*Texto da página*:
==============================
Tema

Avenida, Meu Amor!

Regina Maria

    Sigo a trilha do verbo amar. Sinto-me apta a definir o mundo a partir dessa única palavra - AMOR. Sob o amparo dela, redimensiono a história de minha cidade, a bem dizer nos passos de uma Avenida chamada AMOR.

    O amor tomba aos chãos como migalhas, voa aos ares como as plumas; se põe à mesa dos apóstolos e reparte o pão - como tributo ao milagre... Quem tem fé, perpassa o milagre das origens. Muda as estrelas, conquista algo a qual se diz, se revela; a si e aos que estão à volta. Original é o amor que transborda de nossa aldeia para o Mundo.

    Aqui, tomamos duas vertentes: aquilo que é das origens, a cultura, nosso grei. Segundo, o que vem nos reinventar. Onde somos únicos, valiosos, diferentes. Onde nos ultrapassamos, nos esmeramos, nos sabotamos ou nos surpreendemos.

    Amor, um território amplo demais para contê-lo em uma avenida. Mas nessa avenida, nesse rumar de passos e casarões, quantas histórias de amores. Num metro quadrado, num banco de praça acocoram-se milhares de beijos e outros milhares de desesperos. Amores contrariados, amores avariados, amores vividos, amores desperdiçados.
==============================
*Conjunto de registros*:

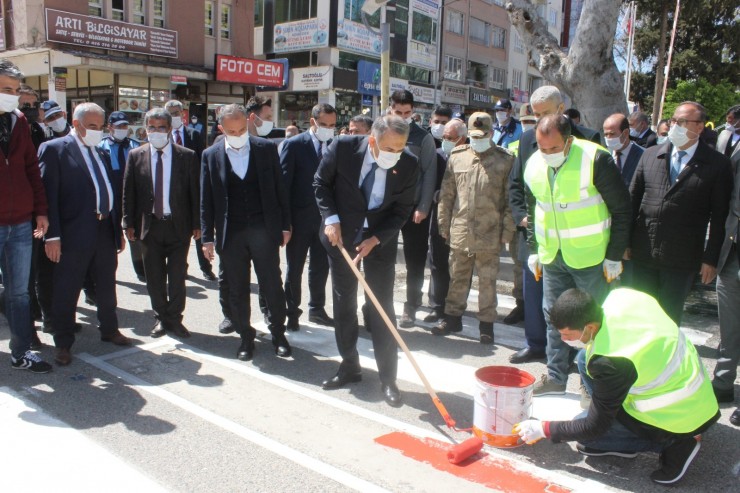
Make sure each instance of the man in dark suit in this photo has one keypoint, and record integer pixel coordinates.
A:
(186, 136)
(84, 227)
(365, 189)
(640, 131)
(161, 209)
(545, 100)
(678, 190)
(243, 199)
(300, 157)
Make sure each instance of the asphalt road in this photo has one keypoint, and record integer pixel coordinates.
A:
(170, 415)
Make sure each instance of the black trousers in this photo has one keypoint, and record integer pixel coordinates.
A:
(670, 287)
(166, 267)
(438, 259)
(415, 246)
(380, 272)
(248, 245)
(305, 239)
(99, 256)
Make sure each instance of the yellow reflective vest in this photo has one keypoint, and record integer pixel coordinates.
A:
(570, 215)
(673, 391)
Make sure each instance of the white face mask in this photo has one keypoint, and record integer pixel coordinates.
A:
(8, 102)
(613, 143)
(92, 137)
(438, 130)
(120, 133)
(324, 134)
(480, 145)
(238, 141)
(527, 126)
(679, 136)
(264, 129)
(59, 125)
(158, 139)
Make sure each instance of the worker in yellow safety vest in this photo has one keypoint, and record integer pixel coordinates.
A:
(649, 390)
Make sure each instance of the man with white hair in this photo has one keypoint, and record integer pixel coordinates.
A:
(84, 227)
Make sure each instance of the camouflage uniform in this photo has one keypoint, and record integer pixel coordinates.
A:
(474, 215)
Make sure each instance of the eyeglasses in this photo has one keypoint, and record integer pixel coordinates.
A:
(681, 122)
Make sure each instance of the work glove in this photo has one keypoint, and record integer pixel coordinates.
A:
(612, 269)
(530, 431)
(533, 262)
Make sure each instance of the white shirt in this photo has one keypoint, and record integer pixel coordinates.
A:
(239, 158)
(103, 172)
(167, 174)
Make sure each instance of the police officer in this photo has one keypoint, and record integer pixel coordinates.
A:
(475, 219)
(649, 389)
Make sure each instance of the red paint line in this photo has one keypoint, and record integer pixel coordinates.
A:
(481, 468)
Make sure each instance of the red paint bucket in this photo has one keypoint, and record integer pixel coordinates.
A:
(503, 398)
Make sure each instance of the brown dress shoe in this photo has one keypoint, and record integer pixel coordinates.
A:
(63, 356)
(116, 338)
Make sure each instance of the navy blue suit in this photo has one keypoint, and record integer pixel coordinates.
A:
(299, 161)
(86, 241)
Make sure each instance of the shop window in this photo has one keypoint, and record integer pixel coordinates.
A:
(117, 10)
(159, 11)
(455, 22)
(294, 10)
(424, 28)
(226, 22)
(139, 12)
(95, 7)
(209, 19)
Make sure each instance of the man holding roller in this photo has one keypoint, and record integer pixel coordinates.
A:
(649, 390)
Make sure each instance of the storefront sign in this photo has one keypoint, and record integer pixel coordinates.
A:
(311, 78)
(422, 94)
(96, 32)
(248, 71)
(454, 94)
(480, 98)
(301, 35)
(355, 37)
(368, 78)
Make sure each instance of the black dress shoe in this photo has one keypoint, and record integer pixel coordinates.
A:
(226, 327)
(735, 417)
(526, 355)
(320, 317)
(293, 325)
(282, 347)
(341, 379)
(246, 350)
(391, 394)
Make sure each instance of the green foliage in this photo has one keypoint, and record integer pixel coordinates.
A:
(717, 98)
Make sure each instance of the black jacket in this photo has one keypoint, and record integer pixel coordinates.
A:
(670, 220)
==============================
*O que produzir*: Reproduza por inteiro o texto da página sobre a avenida chamada Amor, sem nenhuma alteração.

*Área de resposta*:
Tema

Avenida, Meu Amor!

Regina Maria

    Sigo a trilha do verbo amar. Sinto-me apta a definir o mundo a partir dessa única palavra - AMOR. Sob o amparo dela, redimensiono a história de minha cidade, a bem dizer nos passos de uma Avenida chamada AMOR.

    O amor tomba aos chãos como migalhas, voa aos ares como as plumas; se põe à mesa dos apóstolos e reparte o pão - como tributo ao milagre... Quem tem fé, perpassa o milagre das origens. Muda as estrelas, conquista algo a qual se diz, se revela; a si e aos que estão à volta. Original é o amor que transborda de nossa aldeia para o Mundo.

    Aqui, tomamos duas vertentes: aquilo que é das origens, a cultura, nosso grei. Segundo, o que vem nos reinventar. Onde somos únicos, valiosos, diferentes. Onde nos ultrapassamos, nos esmeramos, nos sabotamos ou nos surpreendemos.

    Amor, um território amplo demais para contê-lo em uma avenida. Mas nessa avenida, nesse rumar de passos e casarões, quantas histórias de amores. Num metro quadrado, num banco de praça acocoram-se milhares de beijos e outros milhares de desesperos. Amores contrariados, amores avariados, amores vividos, amores desperdiçados.